Your goal:
Please copy the rows below starting with the line containing "Tag the open-sided" and going on through the line containing "point(154, 111)", swapping "wooden plank" for "timber board" and leaving everything else unchanged.

Recorded data:
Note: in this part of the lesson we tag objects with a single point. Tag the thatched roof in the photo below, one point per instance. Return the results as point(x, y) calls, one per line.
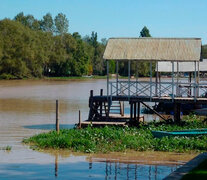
point(156, 49)
point(182, 66)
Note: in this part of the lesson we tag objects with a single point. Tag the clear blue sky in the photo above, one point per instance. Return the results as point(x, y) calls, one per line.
point(120, 18)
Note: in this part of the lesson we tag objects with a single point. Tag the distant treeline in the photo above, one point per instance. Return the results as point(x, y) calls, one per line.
point(36, 48)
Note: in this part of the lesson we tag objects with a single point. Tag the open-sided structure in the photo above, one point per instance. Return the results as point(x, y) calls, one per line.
point(172, 52)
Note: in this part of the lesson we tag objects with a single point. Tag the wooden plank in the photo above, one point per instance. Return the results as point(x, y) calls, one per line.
point(102, 123)
point(154, 111)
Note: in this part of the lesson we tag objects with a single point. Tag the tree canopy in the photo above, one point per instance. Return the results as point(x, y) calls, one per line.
point(36, 48)
point(145, 32)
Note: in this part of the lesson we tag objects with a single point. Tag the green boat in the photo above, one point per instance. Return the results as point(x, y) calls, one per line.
point(188, 133)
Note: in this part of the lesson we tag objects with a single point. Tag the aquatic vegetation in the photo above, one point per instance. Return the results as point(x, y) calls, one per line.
point(115, 139)
point(200, 172)
point(6, 148)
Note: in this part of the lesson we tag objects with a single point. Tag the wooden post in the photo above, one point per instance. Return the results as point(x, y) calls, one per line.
point(131, 111)
point(173, 81)
point(129, 74)
point(91, 93)
point(177, 107)
point(156, 79)
point(121, 108)
point(135, 111)
point(101, 104)
point(138, 112)
point(177, 87)
point(117, 78)
point(159, 75)
point(150, 80)
point(107, 72)
point(190, 92)
point(56, 165)
point(57, 117)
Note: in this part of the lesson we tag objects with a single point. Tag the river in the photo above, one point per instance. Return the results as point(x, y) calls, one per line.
point(27, 107)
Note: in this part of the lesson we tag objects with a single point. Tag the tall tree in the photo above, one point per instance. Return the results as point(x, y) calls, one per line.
point(47, 24)
point(28, 21)
point(145, 32)
point(61, 24)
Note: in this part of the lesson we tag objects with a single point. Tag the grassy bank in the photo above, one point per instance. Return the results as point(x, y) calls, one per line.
point(199, 172)
point(115, 139)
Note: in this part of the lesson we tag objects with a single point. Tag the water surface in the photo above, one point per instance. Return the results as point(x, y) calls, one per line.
point(27, 107)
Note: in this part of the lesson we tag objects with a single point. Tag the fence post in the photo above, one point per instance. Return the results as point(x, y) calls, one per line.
point(79, 119)
point(57, 117)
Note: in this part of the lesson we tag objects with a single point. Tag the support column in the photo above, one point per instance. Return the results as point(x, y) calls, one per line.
point(198, 78)
point(135, 111)
point(177, 87)
point(195, 84)
point(160, 84)
point(107, 72)
point(136, 78)
point(177, 111)
point(190, 77)
point(108, 100)
point(129, 69)
point(117, 77)
point(131, 111)
point(101, 103)
point(138, 112)
point(150, 80)
point(156, 80)
point(173, 80)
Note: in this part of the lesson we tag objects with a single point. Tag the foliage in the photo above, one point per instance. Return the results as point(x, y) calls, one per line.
point(145, 32)
point(35, 48)
point(107, 139)
point(61, 24)
point(199, 172)
point(6, 148)
point(204, 51)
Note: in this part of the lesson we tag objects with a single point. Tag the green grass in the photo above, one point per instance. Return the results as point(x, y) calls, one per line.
point(198, 173)
point(119, 139)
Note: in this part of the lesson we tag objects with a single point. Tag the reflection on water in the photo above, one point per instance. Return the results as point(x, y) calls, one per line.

Solution to this problem:
Note: in this part of the lesson we tag objects with a single point. Tag the open-sided structure in the photo above, one point per instance. Return the results as point(x, y) calls, one per line.
point(172, 52)
Note: in this part of the lesson we tag objects with a single point. Tag the timber board in the photo above, one point per instance. Return the results as point(x, y) calls, one per line.
point(102, 123)
point(154, 111)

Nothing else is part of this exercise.